§ Required work
Rewrite everything from the start of the data down to the line that contains "top-left (227, 458), bottom-right (448, 620)", both ends included. Multiply each coordinate in the answer boxes by 2.2 and round to whole numbers, with halves rounded up. Change nothing else, not even the sample coordinates that show the format, and leave the pictures out.

== Information provided ==

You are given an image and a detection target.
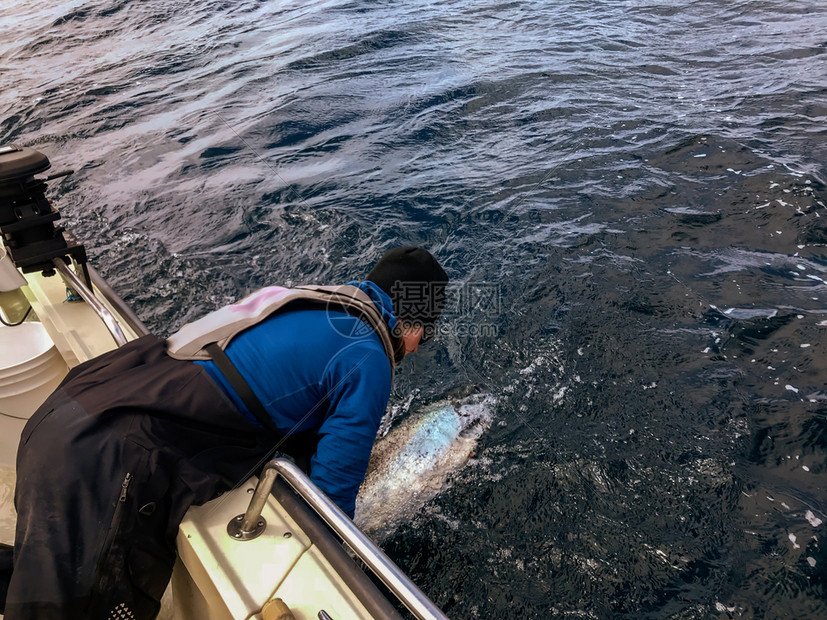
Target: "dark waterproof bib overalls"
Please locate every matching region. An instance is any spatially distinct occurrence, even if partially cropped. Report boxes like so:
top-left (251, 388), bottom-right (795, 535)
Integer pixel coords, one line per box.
top-left (5, 336), bottom-right (278, 620)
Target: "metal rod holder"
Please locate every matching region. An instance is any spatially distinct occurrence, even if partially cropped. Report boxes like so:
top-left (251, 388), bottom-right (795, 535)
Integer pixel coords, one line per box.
top-left (52, 257), bottom-right (127, 347)
top-left (227, 458), bottom-right (448, 620)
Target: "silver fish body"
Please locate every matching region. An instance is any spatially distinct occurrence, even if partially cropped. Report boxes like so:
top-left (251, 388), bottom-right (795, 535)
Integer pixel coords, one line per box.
top-left (354, 394), bottom-right (495, 540)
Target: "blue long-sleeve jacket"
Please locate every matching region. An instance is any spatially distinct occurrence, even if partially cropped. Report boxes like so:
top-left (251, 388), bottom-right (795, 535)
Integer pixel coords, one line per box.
top-left (195, 282), bottom-right (397, 517)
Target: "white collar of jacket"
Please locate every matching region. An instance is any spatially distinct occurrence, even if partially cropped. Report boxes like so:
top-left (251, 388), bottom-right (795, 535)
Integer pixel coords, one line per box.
top-left (167, 284), bottom-right (395, 372)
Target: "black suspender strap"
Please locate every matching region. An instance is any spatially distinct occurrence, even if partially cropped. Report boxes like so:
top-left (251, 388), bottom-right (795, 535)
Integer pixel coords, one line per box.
top-left (204, 342), bottom-right (284, 441)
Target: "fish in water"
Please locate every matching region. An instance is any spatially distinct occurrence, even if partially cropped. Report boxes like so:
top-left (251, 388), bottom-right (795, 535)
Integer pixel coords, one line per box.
top-left (354, 394), bottom-right (495, 540)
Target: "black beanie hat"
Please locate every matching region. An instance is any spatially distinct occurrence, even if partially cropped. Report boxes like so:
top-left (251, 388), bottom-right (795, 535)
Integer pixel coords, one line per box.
top-left (367, 246), bottom-right (448, 342)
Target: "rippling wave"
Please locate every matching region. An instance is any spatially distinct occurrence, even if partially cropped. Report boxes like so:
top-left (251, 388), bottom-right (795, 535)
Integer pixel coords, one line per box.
top-left (0, 0), bottom-right (827, 619)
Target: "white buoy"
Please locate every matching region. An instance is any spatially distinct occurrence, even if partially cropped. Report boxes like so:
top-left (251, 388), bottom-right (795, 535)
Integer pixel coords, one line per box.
top-left (0, 322), bottom-right (69, 466)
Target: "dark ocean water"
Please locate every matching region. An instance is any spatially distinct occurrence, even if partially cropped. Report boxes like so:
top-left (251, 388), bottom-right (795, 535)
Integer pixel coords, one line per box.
top-left (0, 0), bottom-right (827, 619)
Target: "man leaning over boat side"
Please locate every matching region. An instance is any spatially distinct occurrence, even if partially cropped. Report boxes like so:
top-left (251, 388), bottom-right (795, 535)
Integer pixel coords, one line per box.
top-left (5, 247), bottom-right (448, 620)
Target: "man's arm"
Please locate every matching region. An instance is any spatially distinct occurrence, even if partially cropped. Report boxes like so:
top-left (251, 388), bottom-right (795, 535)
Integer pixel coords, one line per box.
top-left (310, 341), bottom-right (391, 518)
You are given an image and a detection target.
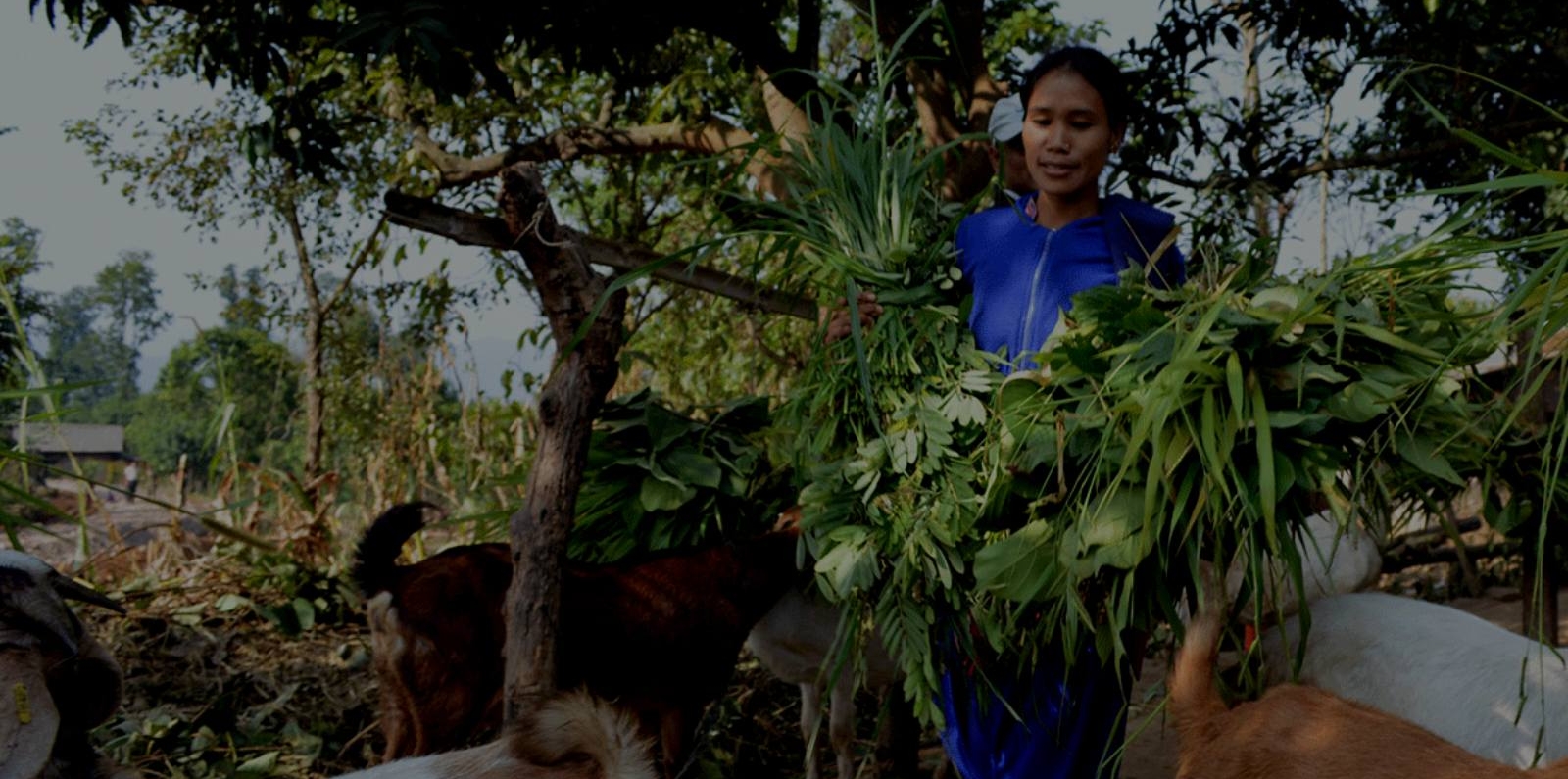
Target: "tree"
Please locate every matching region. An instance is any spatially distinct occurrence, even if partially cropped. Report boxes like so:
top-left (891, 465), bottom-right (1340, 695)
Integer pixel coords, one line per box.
top-left (125, 326), bottom-right (300, 471)
top-left (92, 251), bottom-right (174, 398)
top-left (45, 251), bottom-right (172, 411)
top-left (0, 217), bottom-right (49, 387)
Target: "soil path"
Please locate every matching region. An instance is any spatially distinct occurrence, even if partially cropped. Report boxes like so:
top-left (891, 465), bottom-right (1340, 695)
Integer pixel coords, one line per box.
top-left (0, 479), bottom-right (206, 573)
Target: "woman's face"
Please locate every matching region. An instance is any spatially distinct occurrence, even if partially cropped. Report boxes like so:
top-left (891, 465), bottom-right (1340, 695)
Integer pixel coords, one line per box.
top-left (1024, 68), bottom-right (1121, 201)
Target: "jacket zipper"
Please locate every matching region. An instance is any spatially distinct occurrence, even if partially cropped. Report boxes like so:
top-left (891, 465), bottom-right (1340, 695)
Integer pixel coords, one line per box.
top-left (1013, 230), bottom-right (1056, 366)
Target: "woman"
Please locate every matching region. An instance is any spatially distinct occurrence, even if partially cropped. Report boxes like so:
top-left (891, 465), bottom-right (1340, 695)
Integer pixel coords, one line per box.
top-left (943, 47), bottom-right (1186, 779)
top-left (956, 47), bottom-right (1186, 370)
top-left (826, 47), bottom-right (1186, 779)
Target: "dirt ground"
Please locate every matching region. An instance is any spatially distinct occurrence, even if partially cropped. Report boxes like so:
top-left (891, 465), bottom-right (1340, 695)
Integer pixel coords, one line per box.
top-left (0, 485), bottom-right (1568, 779)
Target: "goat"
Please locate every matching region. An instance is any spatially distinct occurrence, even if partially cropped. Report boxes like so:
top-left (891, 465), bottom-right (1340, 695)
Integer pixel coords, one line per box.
top-left (1170, 599), bottom-right (1568, 779)
top-left (1260, 593), bottom-right (1568, 768)
top-left (747, 589), bottom-right (912, 779)
top-left (1225, 511), bottom-right (1383, 622)
top-left (0, 549), bottom-right (135, 779)
top-left (355, 503), bottom-right (800, 773)
top-left (339, 691), bottom-right (656, 779)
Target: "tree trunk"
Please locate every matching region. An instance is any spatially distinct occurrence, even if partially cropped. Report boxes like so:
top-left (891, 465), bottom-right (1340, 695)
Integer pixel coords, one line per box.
top-left (282, 181), bottom-right (332, 558)
top-left (500, 165), bottom-right (625, 722)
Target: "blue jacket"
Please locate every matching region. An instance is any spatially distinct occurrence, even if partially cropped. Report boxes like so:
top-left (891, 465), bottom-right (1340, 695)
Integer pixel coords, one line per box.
top-left (956, 194), bottom-right (1187, 370)
top-left (941, 196), bottom-right (1187, 779)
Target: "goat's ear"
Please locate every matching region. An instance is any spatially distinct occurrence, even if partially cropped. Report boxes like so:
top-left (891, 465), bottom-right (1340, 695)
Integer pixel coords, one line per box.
top-left (0, 648), bottom-right (60, 779)
top-left (49, 572), bottom-right (125, 614)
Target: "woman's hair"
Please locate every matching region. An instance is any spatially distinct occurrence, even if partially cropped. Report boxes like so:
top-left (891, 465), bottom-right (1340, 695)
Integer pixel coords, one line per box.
top-left (1019, 45), bottom-right (1132, 128)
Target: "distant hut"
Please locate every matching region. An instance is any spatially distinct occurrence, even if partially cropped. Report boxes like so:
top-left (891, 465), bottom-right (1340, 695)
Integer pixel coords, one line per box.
top-left (5, 423), bottom-right (131, 481)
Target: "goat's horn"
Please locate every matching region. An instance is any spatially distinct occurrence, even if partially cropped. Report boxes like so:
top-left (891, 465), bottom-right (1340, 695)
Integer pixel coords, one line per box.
top-left (49, 573), bottom-right (125, 614)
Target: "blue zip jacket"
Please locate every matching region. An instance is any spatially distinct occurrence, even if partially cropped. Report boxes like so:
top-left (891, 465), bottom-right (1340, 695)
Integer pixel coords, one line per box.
top-left (941, 189), bottom-right (1187, 779)
top-left (955, 194), bottom-right (1187, 371)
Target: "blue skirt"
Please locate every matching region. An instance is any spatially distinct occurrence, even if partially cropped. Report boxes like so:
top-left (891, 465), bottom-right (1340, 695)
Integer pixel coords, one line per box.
top-left (941, 640), bottom-right (1132, 779)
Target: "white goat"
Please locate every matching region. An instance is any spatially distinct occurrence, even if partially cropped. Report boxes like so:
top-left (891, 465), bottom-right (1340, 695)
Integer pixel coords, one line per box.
top-left (1225, 512), bottom-right (1383, 622)
top-left (0, 549), bottom-right (136, 779)
top-left (339, 691), bottom-right (657, 779)
top-left (1260, 593), bottom-right (1568, 768)
top-left (747, 591), bottom-right (900, 779)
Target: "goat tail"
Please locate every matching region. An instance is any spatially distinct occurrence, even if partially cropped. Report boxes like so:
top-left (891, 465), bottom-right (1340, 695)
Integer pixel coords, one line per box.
top-left (1168, 609), bottom-right (1226, 740)
top-left (512, 690), bottom-right (659, 779)
top-left (353, 500), bottom-right (436, 597)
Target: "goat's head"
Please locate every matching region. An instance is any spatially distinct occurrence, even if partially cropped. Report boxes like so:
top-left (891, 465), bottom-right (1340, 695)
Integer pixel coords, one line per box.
top-left (0, 549), bottom-right (125, 657)
top-left (0, 550), bottom-right (125, 776)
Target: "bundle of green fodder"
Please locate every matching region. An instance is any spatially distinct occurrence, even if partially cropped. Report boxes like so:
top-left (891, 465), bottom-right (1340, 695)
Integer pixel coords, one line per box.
top-left (786, 186), bottom-right (1500, 719)
top-left (766, 110), bottom-right (1001, 717)
top-left (567, 389), bottom-right (795, 562)
top-left (970, 254), bottom-right (1499, 670)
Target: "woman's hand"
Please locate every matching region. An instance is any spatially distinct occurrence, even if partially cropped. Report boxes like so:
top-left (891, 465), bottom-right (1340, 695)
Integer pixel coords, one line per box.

===

§ Exercise output
You are given an image and a detection target.
Target: "dark waterproof bib overalls"
Please locate every matching region. An instance is any spatially distinct occurrence, even if partially cropped. Report boxes like so:
top-left (251, 388), bottom-right (795, 535)
Integer pixel coords, one line per box.
top-left (11, 739), bottom-right (612, 1364)
Target: "metal rod holder"
Please locate every matching region. An instance is any spatially distinct occurrence, even if partially cropped. Report boxes like so:
top-left (251, 388), bottom-right (795, 535)
Integer pixel coords, one line per box.
top-left (114, 565), bottom-right (279, 763)
top-left (499, 1008), bottom-right (986, 1364)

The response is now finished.